## [EXERCISE DESCRIPTION]
In the listing, determine how many lines contain "below". The reply is that number alone.

◇ ◇ ◇ ◇

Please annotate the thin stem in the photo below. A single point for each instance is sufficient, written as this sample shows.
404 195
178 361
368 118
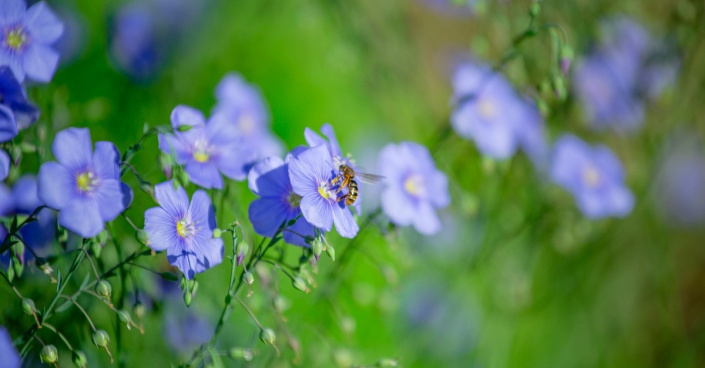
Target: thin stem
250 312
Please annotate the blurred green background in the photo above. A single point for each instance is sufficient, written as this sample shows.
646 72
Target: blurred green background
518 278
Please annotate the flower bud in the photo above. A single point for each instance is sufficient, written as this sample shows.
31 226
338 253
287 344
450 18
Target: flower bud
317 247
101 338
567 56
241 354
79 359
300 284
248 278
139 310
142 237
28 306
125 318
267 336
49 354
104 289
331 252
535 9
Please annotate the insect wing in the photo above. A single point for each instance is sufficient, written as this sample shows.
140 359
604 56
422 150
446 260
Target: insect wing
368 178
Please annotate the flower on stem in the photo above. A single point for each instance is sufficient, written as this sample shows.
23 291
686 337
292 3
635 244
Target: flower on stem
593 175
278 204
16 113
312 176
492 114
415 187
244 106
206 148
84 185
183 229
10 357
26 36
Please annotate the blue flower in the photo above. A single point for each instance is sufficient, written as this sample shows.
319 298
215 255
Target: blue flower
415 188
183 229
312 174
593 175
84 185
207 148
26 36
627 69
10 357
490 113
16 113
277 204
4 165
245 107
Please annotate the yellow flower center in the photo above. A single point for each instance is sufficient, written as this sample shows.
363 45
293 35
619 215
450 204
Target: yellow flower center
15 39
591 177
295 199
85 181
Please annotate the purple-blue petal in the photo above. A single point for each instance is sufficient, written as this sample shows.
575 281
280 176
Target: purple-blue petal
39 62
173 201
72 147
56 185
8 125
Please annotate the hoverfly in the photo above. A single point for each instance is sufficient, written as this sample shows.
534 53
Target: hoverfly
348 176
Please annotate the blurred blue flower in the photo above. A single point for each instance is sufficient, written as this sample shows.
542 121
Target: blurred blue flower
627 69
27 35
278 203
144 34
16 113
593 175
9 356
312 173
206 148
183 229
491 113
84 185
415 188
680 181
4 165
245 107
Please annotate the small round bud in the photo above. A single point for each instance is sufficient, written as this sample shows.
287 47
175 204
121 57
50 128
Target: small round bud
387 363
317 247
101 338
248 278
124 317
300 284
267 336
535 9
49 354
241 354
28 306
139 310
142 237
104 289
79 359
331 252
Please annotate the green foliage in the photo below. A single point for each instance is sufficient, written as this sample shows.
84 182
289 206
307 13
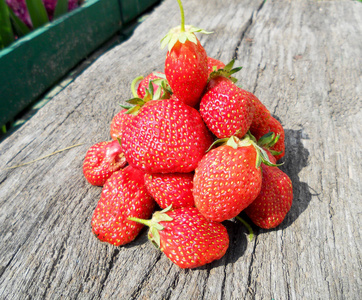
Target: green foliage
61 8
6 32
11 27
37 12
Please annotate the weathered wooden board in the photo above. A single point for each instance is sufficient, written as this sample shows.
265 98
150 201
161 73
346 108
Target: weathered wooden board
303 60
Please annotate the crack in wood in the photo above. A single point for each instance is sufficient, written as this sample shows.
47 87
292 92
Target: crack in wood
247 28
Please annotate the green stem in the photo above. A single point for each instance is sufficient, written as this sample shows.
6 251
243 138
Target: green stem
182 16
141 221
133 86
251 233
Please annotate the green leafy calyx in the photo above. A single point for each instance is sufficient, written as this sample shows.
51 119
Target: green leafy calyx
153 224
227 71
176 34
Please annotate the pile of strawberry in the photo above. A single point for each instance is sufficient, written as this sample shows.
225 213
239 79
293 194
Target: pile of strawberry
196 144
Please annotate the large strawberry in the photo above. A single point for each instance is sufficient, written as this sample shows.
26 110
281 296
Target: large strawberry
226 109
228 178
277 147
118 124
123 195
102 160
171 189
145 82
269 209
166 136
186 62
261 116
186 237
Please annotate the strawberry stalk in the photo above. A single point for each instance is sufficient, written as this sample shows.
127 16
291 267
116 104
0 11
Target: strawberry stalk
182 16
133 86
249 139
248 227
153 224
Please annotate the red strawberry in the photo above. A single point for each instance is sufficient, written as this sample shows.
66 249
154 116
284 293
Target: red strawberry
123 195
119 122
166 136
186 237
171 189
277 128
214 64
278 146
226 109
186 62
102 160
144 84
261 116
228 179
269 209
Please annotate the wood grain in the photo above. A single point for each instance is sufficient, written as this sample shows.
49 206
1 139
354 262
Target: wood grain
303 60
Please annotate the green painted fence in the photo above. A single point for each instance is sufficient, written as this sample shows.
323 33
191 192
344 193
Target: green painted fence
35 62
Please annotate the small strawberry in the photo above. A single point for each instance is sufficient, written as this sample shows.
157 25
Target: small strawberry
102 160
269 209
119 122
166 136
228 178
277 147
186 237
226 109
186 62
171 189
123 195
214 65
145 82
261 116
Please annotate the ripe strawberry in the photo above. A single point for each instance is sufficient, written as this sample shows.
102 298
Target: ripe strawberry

◇ ◇ ◇ ◇

## [SOLUTION TO THIS TASK]
2